*Texte source*.
——
Un charpentier qui a marqué Laval, Paul Gruau père (1905-1985)

Paul Gruau (père) a marqué l'histoire de Laval en général et celle du comité des fêtes du Gué d'Orger en particulier (36 ans de présidence !). Il a aussi fortement influencé les idées politiques de votre serviteur (à droite sur cette photo de 1970)...

D'accord sur tout depuis toujours...

[...] L'histoire de France ne m'aurait jamais intéressé autant si je n'avais, dans ma jeunesse, côtoyé plusieurs fois par semaine mon cher grand-père Paul Gruau décédé dans sa quatre-vingtième année d'une embolie, le 8 juillet 1985, à l'hôpital de Laval, où il était en examen suite à des problèmes d'œdème pulmonaire.

Il devait en sortir le lendemain, libération qu'il évoqua, tout guilleret, devant ses visiteurs du jour, ma mère et son neveu (et filleul) l'abbé Jean-Paul Gruau, juste après avoir commenté, pour la énième fois, le grand fait divers du moment, l'Affaire Grégory…

"Marie-Paule, vous m'apporterez une chemise blanche et mon blazer bleu marine ; je suis arrivé avec un peignoir mais je repartirai habillé !" Telle fut la dernière demande qu'il formula à sa belle-fille, qui précéda de quelques secondes une fanfaronnade lancée en direction de son voisin de chambre : "Je vous avais bien dit que je ne resterais pas plus de huit jours ici !"
——
*Données fournies*.
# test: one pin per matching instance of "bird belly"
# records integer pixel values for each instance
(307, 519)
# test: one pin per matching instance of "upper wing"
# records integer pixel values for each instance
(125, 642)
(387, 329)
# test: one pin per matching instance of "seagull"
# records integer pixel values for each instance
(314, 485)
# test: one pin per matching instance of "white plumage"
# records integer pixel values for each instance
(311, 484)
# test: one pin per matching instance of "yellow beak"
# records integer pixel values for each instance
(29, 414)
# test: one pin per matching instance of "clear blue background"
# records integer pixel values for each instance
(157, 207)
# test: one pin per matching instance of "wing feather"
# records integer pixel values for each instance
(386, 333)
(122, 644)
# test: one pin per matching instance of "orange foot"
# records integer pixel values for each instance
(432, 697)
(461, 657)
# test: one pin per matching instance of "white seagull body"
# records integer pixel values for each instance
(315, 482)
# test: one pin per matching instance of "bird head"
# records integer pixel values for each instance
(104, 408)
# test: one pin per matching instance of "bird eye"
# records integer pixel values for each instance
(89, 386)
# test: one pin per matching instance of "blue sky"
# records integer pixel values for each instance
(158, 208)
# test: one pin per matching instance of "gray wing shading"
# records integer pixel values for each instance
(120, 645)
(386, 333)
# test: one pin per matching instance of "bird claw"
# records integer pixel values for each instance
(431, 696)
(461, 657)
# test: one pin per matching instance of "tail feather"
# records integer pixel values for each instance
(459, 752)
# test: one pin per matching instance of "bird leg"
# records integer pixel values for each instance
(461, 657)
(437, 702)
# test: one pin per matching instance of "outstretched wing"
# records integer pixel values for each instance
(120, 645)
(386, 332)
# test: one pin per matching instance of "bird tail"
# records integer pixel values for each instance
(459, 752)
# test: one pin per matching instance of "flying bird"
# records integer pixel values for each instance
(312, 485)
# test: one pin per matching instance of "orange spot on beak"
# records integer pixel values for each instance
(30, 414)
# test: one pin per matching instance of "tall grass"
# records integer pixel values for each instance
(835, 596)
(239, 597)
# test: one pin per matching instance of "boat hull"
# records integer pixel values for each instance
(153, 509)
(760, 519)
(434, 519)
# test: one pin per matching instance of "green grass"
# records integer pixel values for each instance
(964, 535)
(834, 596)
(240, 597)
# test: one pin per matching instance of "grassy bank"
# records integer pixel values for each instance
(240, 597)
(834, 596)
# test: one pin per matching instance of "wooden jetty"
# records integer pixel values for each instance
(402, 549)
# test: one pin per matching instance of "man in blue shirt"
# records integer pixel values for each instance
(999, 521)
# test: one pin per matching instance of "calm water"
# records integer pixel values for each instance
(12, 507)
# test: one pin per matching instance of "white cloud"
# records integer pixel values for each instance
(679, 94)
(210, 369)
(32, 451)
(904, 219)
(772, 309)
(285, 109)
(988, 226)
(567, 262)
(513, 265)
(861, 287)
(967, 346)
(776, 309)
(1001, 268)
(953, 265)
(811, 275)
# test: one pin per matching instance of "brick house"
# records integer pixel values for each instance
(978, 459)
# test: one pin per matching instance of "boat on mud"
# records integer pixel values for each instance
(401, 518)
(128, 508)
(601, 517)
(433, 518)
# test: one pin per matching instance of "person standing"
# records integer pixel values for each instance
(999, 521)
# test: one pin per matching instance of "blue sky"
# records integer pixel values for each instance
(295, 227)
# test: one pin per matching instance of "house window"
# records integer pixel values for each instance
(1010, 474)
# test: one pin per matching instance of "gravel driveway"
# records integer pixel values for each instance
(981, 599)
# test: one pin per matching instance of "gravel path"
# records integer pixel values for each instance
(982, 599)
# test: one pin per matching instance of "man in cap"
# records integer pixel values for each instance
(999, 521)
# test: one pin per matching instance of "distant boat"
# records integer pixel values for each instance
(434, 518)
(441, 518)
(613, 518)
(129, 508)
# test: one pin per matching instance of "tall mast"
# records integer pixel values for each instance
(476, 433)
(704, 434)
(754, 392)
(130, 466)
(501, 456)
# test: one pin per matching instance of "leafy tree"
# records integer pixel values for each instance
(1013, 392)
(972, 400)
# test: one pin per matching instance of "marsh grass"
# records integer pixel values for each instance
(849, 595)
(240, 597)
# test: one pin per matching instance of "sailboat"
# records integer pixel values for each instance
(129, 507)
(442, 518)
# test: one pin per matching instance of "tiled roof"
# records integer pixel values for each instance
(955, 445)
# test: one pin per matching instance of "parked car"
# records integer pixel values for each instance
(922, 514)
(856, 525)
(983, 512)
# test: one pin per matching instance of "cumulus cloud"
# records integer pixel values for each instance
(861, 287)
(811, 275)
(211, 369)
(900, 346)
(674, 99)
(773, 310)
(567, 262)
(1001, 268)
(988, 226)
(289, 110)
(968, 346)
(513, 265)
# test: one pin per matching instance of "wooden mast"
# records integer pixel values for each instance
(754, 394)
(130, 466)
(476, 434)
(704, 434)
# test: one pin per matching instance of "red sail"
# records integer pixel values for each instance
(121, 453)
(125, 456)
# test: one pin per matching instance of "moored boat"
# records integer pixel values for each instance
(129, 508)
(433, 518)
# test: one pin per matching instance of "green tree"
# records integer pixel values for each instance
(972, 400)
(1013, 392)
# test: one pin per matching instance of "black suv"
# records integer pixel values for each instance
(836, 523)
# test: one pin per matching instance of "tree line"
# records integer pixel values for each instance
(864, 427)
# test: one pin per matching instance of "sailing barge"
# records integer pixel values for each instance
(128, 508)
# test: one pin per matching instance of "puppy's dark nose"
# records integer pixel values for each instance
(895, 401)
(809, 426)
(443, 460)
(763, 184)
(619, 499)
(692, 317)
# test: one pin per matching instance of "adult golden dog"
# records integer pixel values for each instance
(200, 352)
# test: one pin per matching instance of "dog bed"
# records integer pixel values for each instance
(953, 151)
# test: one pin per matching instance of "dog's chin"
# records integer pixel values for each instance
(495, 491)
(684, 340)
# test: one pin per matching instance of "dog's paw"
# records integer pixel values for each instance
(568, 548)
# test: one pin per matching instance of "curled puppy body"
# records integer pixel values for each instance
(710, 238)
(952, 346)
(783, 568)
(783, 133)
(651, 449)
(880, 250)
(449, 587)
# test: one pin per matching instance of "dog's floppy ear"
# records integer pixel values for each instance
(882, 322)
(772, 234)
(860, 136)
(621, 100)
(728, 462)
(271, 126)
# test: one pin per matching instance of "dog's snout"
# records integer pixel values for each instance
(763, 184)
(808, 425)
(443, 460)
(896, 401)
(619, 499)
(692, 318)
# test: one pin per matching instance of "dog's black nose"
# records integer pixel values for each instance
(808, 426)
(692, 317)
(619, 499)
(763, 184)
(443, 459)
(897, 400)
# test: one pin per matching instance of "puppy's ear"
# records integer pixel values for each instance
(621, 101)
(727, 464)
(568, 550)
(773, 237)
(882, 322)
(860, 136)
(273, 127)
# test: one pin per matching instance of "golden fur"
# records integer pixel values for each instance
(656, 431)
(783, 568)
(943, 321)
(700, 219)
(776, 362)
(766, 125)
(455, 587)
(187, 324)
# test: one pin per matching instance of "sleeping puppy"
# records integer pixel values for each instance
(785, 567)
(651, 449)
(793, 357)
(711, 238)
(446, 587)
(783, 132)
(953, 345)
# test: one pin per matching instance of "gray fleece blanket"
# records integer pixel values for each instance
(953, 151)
——
*Objectif visé*.
Recopiez fidèlement le passage du texte sur Paul Gruau compris entre "Paul Gruau (père)" et "photo de 1970)...", ces deux bornes incluses.

*Corrigé détaillé*.
Paul Gruau (père) a marqué l'histoire de Laval en général et celle du comité des fêtes du Gué d'Orger en particulier (36 ans de présidence !). Il a aussi fortement influencé les idées politiques de votre serviteur (à droite sur cette photo de 1970)...